Data extract
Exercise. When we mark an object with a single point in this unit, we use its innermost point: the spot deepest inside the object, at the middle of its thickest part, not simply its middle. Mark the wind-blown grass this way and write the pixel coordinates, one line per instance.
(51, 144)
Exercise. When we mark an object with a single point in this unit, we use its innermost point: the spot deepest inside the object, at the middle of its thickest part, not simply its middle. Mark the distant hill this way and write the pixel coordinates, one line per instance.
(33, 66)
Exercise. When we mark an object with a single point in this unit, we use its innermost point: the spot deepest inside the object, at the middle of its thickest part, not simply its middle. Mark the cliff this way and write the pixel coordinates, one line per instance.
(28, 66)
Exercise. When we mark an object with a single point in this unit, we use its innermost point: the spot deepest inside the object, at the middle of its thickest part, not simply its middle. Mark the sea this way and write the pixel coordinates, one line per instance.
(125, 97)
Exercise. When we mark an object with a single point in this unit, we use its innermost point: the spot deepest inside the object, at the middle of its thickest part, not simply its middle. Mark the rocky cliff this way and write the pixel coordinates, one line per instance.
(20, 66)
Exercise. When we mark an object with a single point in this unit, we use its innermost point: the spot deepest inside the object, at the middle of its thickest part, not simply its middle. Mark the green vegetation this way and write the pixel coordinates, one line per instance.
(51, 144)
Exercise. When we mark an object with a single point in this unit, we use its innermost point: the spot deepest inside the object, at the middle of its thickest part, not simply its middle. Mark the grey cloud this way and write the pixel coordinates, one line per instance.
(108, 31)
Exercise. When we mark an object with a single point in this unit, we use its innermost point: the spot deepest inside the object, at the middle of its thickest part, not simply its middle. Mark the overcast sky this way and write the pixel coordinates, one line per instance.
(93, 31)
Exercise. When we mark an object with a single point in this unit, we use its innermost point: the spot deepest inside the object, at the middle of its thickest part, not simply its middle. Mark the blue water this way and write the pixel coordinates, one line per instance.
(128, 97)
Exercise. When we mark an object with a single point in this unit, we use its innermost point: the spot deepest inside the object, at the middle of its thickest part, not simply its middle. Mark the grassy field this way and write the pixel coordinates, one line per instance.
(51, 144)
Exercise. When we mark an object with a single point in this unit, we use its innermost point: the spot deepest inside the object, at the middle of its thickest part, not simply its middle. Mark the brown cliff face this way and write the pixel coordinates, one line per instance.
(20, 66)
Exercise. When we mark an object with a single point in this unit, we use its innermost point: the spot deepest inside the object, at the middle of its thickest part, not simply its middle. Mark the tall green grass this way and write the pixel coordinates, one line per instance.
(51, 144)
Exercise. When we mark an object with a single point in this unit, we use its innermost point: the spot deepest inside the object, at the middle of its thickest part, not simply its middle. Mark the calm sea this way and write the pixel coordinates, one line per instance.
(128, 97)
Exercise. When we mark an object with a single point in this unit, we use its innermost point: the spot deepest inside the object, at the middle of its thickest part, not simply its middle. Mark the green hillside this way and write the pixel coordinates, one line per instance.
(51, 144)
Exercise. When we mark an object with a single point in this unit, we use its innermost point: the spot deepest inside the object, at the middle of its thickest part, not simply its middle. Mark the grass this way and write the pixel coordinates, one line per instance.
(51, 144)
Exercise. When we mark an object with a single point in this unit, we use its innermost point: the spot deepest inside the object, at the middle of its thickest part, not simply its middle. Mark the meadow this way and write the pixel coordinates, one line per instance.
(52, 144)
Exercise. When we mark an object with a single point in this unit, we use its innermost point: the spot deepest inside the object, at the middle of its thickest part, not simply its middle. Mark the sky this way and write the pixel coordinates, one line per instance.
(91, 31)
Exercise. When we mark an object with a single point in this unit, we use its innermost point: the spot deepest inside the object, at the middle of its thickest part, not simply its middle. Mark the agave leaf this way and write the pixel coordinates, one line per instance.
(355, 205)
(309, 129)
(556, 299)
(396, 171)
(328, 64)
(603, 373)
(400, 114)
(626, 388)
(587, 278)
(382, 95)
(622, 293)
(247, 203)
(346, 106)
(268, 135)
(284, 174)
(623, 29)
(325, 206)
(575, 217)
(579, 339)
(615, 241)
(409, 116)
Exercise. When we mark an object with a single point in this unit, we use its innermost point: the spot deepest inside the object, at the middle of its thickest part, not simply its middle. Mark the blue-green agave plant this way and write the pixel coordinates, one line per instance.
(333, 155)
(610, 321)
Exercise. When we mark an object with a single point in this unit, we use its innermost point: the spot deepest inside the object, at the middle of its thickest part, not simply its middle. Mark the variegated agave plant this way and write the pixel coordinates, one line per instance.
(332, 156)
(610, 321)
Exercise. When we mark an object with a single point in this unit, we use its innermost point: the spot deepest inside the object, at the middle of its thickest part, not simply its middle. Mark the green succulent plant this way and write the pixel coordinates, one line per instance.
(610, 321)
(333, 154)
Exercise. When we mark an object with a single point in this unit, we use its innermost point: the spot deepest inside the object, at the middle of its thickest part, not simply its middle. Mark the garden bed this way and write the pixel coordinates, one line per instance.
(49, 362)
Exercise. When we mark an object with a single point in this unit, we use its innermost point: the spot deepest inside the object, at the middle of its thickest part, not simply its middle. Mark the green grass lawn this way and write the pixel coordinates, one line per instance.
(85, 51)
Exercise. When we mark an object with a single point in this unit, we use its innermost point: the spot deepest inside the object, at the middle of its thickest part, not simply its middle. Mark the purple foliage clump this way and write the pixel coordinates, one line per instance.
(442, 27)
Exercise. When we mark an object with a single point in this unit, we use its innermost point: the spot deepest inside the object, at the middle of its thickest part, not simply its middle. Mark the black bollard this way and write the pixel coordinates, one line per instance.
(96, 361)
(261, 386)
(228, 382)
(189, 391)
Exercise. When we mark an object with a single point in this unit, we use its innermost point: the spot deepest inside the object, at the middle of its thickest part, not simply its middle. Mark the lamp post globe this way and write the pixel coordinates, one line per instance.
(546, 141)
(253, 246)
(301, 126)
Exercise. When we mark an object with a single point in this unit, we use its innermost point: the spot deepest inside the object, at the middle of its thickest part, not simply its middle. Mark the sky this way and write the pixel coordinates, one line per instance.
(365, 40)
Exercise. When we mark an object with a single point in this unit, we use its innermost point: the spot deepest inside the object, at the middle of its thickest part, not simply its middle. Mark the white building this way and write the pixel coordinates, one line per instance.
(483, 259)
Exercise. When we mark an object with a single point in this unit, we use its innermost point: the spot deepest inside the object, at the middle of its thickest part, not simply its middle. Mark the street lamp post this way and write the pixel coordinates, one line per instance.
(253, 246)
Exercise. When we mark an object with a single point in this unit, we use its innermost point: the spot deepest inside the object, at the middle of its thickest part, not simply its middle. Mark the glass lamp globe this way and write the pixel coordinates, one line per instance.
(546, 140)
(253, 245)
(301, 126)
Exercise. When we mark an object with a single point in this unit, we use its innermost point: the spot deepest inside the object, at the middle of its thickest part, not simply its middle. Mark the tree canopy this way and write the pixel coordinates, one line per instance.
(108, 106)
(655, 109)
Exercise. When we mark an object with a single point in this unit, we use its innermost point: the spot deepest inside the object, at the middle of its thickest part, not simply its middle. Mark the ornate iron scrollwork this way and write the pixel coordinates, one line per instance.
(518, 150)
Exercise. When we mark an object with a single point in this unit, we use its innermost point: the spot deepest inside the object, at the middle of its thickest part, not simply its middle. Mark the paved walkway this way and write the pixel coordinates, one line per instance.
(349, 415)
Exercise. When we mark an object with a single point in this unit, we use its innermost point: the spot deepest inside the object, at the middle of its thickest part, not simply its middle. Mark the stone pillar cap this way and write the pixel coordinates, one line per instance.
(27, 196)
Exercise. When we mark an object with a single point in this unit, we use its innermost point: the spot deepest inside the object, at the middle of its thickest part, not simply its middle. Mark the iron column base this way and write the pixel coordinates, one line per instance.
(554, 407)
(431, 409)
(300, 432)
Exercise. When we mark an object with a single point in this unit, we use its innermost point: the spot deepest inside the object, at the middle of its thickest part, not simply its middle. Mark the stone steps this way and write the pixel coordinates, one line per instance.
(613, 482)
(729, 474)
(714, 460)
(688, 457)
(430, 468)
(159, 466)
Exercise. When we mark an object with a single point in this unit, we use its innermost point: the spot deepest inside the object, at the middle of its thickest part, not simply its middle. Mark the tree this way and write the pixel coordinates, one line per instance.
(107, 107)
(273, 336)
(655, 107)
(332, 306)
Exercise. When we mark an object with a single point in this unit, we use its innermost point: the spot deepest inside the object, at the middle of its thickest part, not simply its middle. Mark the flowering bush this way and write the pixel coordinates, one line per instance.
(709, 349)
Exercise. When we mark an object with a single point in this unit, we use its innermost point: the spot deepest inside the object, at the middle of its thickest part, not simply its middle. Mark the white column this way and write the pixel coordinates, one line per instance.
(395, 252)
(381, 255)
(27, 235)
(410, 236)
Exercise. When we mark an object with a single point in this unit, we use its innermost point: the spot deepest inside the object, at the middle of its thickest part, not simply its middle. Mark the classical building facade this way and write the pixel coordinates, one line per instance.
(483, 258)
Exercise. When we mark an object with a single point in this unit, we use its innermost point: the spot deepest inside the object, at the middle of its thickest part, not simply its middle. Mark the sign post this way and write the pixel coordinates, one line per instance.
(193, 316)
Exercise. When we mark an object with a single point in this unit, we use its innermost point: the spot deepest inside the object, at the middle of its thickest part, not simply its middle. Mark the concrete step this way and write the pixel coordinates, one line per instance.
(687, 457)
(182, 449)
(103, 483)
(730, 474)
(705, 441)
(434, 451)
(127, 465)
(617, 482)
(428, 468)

Work to be completed
Please lay out everything from the line containing "Mark the concrete" down to the end of the rows as a numbered list, with blank lines left out.

Reply
1. Exercise. When we mark an object with a single point in this unit, we use its innermost point: the spot deepest inside the object, at the middle of its thickest part, not simply its middle. Mark the concrete step this way and write the pixel coordinates, one line per instance.
2. (687, 457)
3. (182, 449)
4. (103, 483)
5. (730, 474)
6. (705, 441)
7. (434, 451)
8. (127, 465)
9. (617, 482)
10. (428, 468)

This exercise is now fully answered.